On est allé assez loin dans l'horrible. Avec la même aisance, l'histoire redescend vers le risible. Le spectacle des vieilles sorcières, en proie à une frénésie de danse, nous ramène à la réalité et prépare cette fameuse exclamation sur les culottes en peluche bleue qui éclate tout à coup, avec un irrésistible comique.

 
Comme Tam écarquillait les yeux, surpris et curieux,
La joie et le jeu devenaient vifs et furieux;
Le joueur de cornemuse soufflait de plus en plus fort,
Les danseurs sautaient de plus en plus vite,
Ils tournaient, traversaient, faisaient la chaîne,
Tant que les vieilles sorcières, suantes et fumantes
Jetèrent leurs habits pour mieux travailler,
Et se mirent à se trémousser en chemise.
 
 
Ah! Tam! Ah! Tam! Si ç'avaient été des fillettes,
Grassouillettes et bien faites, de quinze ans,
Si leurs chemises, au lieu de flanelles graisseuses,
Avaient été de linge fin, blanc comme la neige,
Ces bonnes culottes, ma seule paire,
Qui jadis furent en peluche d'un beau poil bleu,
Je les aurais données de dessus mes fesses,
Pour un coup d'œil à ces jolis oiseaux.
 
 
Mais des mégères, fanées, vieilles et grotesques,
Des sorcières de potences, qui sèvreraient un poulain,
Sautant et dansant sur un manche à balai,
Je m'étonne que ça ne t'ait pas tourné le cœur.
 

Nous nous inquiétons à tort; Tam n'est pas aussi à plaindre qu'il paraît; ce n'est pas un gaillard à s'attarder autour de telles choses; il est plus difficile. S'il reste l'œil allumé, c'est qu'il y a là quelque chose qui est à son goût.

 
 
Mais Tam savait quoi, autant que quiconque:
Il y avait là une fille, avenante et fraîche,
Qui s'était, cette nuit-là, engagée dans la bande.
##############################
### Consignes
1. D'après le texte fourni, les phrases suivantes sont-elles justes ? (a) Le joueur de cornemuse soufflait de plus en plus doucement. (b) Les vieilles sorcières ont enlevé leurs habits pour mieux travailler. (c) La fille avenante et fraîche avait rejoint la bande cette nuit-là. Répondez par oui ou par non et citez chaque fois les mots du texte qui permettent de trancher.
2. Dans le texte fourni, relevez toutes les actions des danseurs nommées dans les deux vers qui commencent par « Les danseurs sautaient » et « Ils tournaient ».
3. Traduisez en anglais cette phrase du texte fourni : « Nous nous inquiétons à tort; Tam n'est pas aussi à plaindre qu'il paraît; ce n'est pas un gaillard à s'attarder autour de telles choses; il est plus difficile. »
##############################
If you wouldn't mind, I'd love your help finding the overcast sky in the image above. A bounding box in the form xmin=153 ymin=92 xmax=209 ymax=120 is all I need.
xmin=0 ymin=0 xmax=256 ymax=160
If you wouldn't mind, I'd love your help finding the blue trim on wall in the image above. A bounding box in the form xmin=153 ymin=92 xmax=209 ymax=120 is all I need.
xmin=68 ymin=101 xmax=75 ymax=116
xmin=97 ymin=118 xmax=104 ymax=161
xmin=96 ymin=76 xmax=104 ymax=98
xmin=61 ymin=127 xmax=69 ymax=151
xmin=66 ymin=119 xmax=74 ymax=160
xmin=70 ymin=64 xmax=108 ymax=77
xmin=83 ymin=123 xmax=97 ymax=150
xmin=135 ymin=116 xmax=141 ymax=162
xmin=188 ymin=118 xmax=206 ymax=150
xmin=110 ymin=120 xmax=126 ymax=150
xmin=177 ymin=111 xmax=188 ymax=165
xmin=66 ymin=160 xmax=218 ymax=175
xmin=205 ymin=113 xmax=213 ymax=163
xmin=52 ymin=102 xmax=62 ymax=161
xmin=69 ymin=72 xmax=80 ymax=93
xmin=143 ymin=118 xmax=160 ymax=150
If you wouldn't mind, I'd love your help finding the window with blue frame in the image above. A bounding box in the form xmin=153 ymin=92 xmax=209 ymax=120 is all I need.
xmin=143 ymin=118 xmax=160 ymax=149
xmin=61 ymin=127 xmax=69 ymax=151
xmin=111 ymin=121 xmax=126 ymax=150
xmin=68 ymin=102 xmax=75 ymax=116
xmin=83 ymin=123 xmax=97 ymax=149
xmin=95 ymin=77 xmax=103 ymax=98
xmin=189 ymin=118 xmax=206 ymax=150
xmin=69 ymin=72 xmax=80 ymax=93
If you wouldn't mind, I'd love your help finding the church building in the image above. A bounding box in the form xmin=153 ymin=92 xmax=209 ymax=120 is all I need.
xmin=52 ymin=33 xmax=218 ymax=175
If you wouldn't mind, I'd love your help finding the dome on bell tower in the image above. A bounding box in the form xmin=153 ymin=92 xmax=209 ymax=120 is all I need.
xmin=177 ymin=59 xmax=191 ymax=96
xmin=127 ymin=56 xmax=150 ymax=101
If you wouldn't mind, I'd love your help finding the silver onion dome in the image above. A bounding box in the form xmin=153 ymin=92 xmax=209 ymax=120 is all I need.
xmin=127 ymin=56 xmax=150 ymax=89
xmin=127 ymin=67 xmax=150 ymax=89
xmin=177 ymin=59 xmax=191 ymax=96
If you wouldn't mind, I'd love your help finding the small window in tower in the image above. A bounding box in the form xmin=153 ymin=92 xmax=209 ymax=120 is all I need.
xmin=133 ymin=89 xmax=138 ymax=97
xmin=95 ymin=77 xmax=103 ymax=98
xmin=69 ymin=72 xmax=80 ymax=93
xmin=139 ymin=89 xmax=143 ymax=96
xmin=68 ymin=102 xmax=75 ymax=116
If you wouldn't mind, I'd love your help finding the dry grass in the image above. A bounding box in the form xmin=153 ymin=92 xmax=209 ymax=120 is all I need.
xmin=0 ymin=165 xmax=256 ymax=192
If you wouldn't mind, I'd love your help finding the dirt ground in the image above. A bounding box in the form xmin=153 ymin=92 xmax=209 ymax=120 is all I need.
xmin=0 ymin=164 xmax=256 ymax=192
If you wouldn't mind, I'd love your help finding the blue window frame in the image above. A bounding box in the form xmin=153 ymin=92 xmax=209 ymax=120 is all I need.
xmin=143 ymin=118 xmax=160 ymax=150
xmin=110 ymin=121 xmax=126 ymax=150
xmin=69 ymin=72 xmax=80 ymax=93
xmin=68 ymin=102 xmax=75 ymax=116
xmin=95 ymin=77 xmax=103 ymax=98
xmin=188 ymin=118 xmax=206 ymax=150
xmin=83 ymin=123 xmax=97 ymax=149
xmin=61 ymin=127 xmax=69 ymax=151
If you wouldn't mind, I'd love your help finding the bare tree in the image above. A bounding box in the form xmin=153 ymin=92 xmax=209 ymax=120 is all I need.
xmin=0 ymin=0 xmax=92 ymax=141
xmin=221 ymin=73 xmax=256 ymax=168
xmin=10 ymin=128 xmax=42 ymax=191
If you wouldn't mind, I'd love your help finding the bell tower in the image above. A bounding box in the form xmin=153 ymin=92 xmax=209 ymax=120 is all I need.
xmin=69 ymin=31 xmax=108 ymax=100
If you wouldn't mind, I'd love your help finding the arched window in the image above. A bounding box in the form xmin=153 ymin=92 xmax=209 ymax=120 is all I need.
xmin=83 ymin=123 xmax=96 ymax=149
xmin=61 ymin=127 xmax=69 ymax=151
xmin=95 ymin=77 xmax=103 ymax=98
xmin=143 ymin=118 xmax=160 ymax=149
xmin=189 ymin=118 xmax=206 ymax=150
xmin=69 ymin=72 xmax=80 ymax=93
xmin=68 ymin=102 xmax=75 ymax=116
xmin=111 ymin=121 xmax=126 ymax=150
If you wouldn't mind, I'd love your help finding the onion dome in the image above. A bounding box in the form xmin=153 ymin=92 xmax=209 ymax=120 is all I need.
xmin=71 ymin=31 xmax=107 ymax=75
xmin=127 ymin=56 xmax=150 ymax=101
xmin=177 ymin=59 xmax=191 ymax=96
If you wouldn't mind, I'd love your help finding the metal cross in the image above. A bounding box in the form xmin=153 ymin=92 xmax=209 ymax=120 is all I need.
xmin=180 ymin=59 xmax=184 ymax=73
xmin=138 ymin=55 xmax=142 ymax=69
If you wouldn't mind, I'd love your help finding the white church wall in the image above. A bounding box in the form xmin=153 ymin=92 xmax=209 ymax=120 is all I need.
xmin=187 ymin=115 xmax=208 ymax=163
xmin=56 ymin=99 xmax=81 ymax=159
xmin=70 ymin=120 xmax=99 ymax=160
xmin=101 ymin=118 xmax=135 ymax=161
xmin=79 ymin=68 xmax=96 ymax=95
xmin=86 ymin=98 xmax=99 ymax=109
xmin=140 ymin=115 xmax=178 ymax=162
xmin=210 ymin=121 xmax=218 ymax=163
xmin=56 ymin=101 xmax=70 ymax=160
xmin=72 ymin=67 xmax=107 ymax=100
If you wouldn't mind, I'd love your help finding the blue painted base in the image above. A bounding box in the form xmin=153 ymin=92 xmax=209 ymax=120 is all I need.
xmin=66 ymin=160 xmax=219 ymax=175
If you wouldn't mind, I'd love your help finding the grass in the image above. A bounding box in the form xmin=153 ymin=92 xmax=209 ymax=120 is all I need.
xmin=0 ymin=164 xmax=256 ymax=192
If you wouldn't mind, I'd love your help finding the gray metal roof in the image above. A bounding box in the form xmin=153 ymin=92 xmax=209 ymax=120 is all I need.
##############################
### Réponses données
1.
(a) Non : « Le joueur de cornemuse soufflait de plus en plus fort ».
(b) Oui : « Jetèrent leurs habits pour mieux travailler ».
(c) Oui : « Qui s'était, cette nuit-là, engagée dans la bande ».

2.
- sautaient
- tournaient
- traversaient
- faisaient la chaîne

3. We worry needlessly; Tam is not as much to be pitied as he seems; he is not a fellow to linger around such things; he is harder to please.